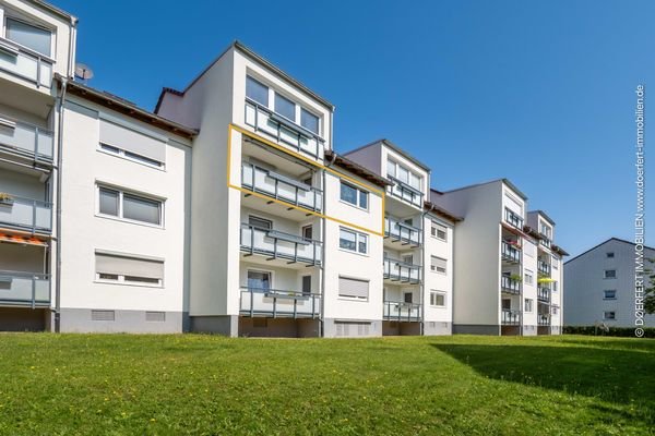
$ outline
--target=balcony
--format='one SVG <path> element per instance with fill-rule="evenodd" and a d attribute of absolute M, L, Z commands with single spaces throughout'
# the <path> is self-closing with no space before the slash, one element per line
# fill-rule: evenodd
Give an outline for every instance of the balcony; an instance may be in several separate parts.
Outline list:
<path fill-rule="evenodd" d="M 388 195 L 409 203 L 413 206 L 422 208 L 422 192 L 416 187 L 409 186 L 407 183 L 400 181 L 393 175 L 388 175 L 386 178 L 393 183 L 391 186 L 386 186 Z"/>
<path fill-rule="evenodd" d="M 266 256 L 266 261 L 284 259 L 287 264 L 320 265 L 321 244 L 320 241 L 296 234 L 241 225 L 241 252 L 247 256 L 259 254 Z"/>
<path fill-rule="evenodd" d="M 402 261 L 384 258 L 383 271 L 384 278 L 402 283 L 417 284 L 420 282 L 420 266 L 407 264 Z"/>
<path fill-rule="evenodd" d="M 402 245 L 418 246 L 421 244 L 421 230 L 395 218 L 384 218 L 384 238 Z"/>
<path fill-rule="evenodd" d="M 321 294 L 267 288 L 241 288 L 239 312 L 245 316 L 318 318 Z"/>
<path fill-rule="evenodd" d="M 539 303 L 550 303 L 550 289 L 546 288 L 546 287 L 538 287 L 537 288 L 537 301 Z"/>
<path fill-rule="evenodd" d="M 0 148 L 36 161 L 52 162 L 52 132 L 0 116 Z"/>
<path fill-rule="evenodd" d="M 249 162 L 241 164 L 241 186 L 313 211 L 323 206 L 323 191 Z"/>
<path fill-rule="evenodd" d="M 521 218 L 517 214 L 513 213 L 509 208 L 505 207 L 505 217 L 504 220 L 510 226 L 523 230 L 523 218 Z"/>
<path fill-rule="evenodd" d="M 52 204 L 10 195 L 0 198 L 0 226 L 9 226 L 32 233 L 52 231 Z"/>
<path fill-rule="evenodd" d="M 503 308 L 501 312 L 500 323 L 503 326 L 517 326 L 521 324 L 521 311 L 513 308 Z"/>
<path fill-rule="evenodd" d="M 296 152 L 323 159 L 325 140 L 249 98 L 246 98 L 246 124 Z"/>
<path fill-rule="evenodd" d="M 40 272 L 0 270 L 0 305 L 47 307 L 50 276 Z"/>
<path fill-rule="evenodd" d="M 502 241 L 500 254 L 502 259 L 511 264 L 521 263 L 521 250 L 515 244 Z"/>
<path fill-rule="evenodd" d="M 415 303 L 385 301 L 382 316 L 384 320 L 419 323 L 422 318 L 420 306 L 420 304 Z"/>
<path fill-rule="evenodd" d="M 548 265 L 544 261 L 537 261 L 537 270 L 540 274 L 550 277 L 550 265 Z"/>
<path fill-rule="evenodd" d="M 49 88 L 52 85 L 52 59 L 0 37 L 0 70 Z"/>
<path fill-rule="evenodd" d="M 521 293 L 522 281 L 510 276 L 500 277 L 500 289 L 502 292 L 519 295 Z"/>

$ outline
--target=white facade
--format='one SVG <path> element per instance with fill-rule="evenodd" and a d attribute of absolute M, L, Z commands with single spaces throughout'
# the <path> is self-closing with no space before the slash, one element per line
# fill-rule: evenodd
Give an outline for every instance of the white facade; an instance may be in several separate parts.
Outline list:
<path fill-rule="evenodd" d="M 644 258 L 655 258 L 655 249 L 644 247 Z M 644 268 L 653 269 L 653 265 L 645 262 Z M 611 238 L 567 262 L 564 270 L 565 326 L 604 323 L 608 327 L 638 327 L 633 243 Z M 655 315 L 646 315 L 644 322 L 646 327 L 655 325 Z"/>

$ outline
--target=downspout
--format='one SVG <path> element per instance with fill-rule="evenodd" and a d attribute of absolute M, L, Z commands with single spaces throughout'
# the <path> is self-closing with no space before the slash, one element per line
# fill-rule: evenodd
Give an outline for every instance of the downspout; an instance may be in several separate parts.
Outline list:
<path fill-rule="evenodd" d="M 425 207 L 425 203 L 424 203 Z M 434 210 L 434 205 L 430 203 L 430 208 L 428 210 L 424 210 L 421 214 L 420 226 L 421 226 L 421 241 L 420 241 L 420 261 L 422 267 L 420 268 L 420 336 L 425 334 L 425 323 L 426 323 L 426 216 Z"/>

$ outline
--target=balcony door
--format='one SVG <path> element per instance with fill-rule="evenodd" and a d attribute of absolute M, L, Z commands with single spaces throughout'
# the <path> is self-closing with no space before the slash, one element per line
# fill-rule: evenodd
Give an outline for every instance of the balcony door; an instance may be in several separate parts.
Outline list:
<path fill-rule="evenodd" d="M 248 270 L 248 289 L 271 290 L 271 272 Z"/>

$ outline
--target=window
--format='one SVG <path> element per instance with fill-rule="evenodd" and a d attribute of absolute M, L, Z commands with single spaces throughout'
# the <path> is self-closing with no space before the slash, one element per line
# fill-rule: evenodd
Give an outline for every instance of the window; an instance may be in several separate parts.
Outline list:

----------------------------------------

## WHAT YOU ARE ASKED TO DO
Switch "Outline list" to "Shape list" everywhere it appears in the data above, and give back the full data with nothing else changed. Leave out the pictures.

## TASK OUTPUT
$ outline
--target=balcony
--format='one SVG <path> element per instance with fill-rule="evenodd" and a d attribute of absolute M, L, Z commands with single spaces throughout'
# the <path> is self-closing with no space before the slash, one element per line
# fill-rule: evenodd
Give an outline for every instance of the balcony; an instance may be in several separate parts.
Shape list:
<path fill-rule="evenodd" d="M 388 195 L 409 203 L 413 206 L 422 208 L 422 192 L 416 187 L 409 186 L 407 183 L 400 181 L 393 175 L 388 175 L 386 178 L 393 183 L 391 186 L 386 186 Z"/>
<path fill-rule="evenodd" d="M 266 256 L 266 261 L 284 259 L 287 264 L 320 265 L 321 244 L 320 241 L 296 234 L 241 225 L 241 252 L 247 256 L 259 254 Z"/>
<path fill-rule="evenodd" d="M 402 261 L 384 258 L 383 271 L 384 278 L 402 283 L 417 284 L 420 282 L 420 266 L 407 264 Z"/>
<path fill-rule="evenodd" d="M 402 245 L 418 246 L 421 244 L 421 230 L 395 218 L 384 218 L 384 238 Z"/>
<path fill-rule="evenodd" d="M 321 294 L 267 288 L 241 288 L 239 312 L 245 316 L 318 318 Z"/>
<path fill-rule="evenodd" d="M 539 303 L 550 303 L 550 289 L 546 288 L 546 287 L 538 287 L 537 288 L 537 301 Z"/>
<path fill-rule="evenodd" d="M 0 148 L 36 161 L 52 162 L 52 132 L 0 116 Z"/>
<path fill-rule="evenodd" d="M 249 162 L 241 164 L 241 186 L 313 211 L 323 206 L 323 191 Z"/>
<path fill-rule="evenodd" d="M 521 218 L 517 214 L 513 213 L 509 208 L 505 207 L 505 217 L 504 220 L 510 226 L 523 230 L 523 218 Z"/>
<path fill-rule="evenodd" d="M 52 204 L 10 195 L 0 198 L 0 226 L 9 226 L 32 233 L 52 231 Z"/>
<path fill-rule="evenodd" d="M 503 308 L 501 312 L 500 323 L 503 326 L 517 326 L 521 324 L 521 311 L 513 308 Z"/>
<path fill-rule="evenodd" d="M 296 152 L 323 159 L 325 140 L 249 98 L 246 98 L 246 124 Z"/>
<path fill-rule="evenodd" d="M 40 272 L 0 270 L 0 305 L 47 307 L 50 276 Z"/>
<path fill-rule="evenodd" d="M 502 241 L 500 254 L 502 259 L 511 264 L 521 263 L 521 250 L 515 244 Z"/>
<path fill-rule="evenodd" d="M 415 303 L 385 301 L 382 316 L 384 320 L 419 323 L 422 318 L 420 306 L 420 304 Z"/>
<path fill-rule="evenodd" d="M 548 265 L 544 261 L 537 261 L 537 270 L 540 274 L 550 277 L 550 265 Z"/>
<path fill-rule="evenodd" d="M 49 88 L 52 85 L 52 59 L 0 37 L 0 70 Z"/>
<path fill-rule="evenodd" d="M 521 293 L 522 281 L 510 276 L 500 277 L 500 289 L 502 292 L 519 295 Z"/>

$ outline
--target=white facade
--format='one SVG <path> element per instance with fill-rule="evenodd" and a d attribute of absolute M, L, Z commands with single spaces throughout'
# the <path> is self-closing with no space before the slash, one element per line
# fill-rule: evenodd
Give an outline for every instance of the white facade; an instance may be in several separate parts.
Shape list:
<path fill-rule="evenodd" d="M 644 258 L 655 258 L 655 249 L 644 247 Z M 644 268 L 653 269 L 653 265 L 645 262 Z M 611 238 L 567 262 L 564 270 L 565 326 L 604 323 L 608 327 L 638 327 L 633 243 Z M 655 315 L 646 315 L 644 322 L 646 327 L 655 325 Z"/>

$ outline
--target=downspout
--format='one SVG <path> element per instance with fill-rule="evenodd" and a d attribute of absolute M, L, Z commands with single spaces throughout'
# the <path> is self-closing with no space before the slash, one element per line
# fill-rule: evenodd
Give an outline for every instance of the downspout; an instance may be in several separate parts.
Shape list:
<path fill-rule="evenodd" d="M 425 207 L 425 203 L 424 203 Z M 434 210 L 434 205 L 430 203 L 430 208 L 428 210 L 424 210 L 421 214 L 420 226 L 421 226 L 421 241 L 420 241 L 420 261 L 422 267 L 420 268 L 420 336 L 425 334 L 425 323 L 426 323 L 426 216 Z"/>

$ outline
--target=balcony door
--format='one SVG <path> element per instance with fill-rule="evenodd" and a d attribute of absolute M, L, Z commands with single spaces throughout'
# the <path> is self-closing with no space before the slash, one element per line
# fill-rule: evenodd
Give an outline for every instance of the balcony door; an instance may be in several separate parts.
Shape list:
<path fill-rule="evenodd" d="M 248 270 L 248 289 L 271 290 L 271 272 Z"/>

$ outline
--target=window
--format='one SVG <path> element per instance with fill-rule="evenodd" and a d attribute of absolute M, L, Z commands with single spaces throughout'
# the <path> is self-closing with no space before the slash, one element per line
# fill-rule: evenodd
Give an outline for every instance of the window; an instance may be in several separate parts.
Shape list:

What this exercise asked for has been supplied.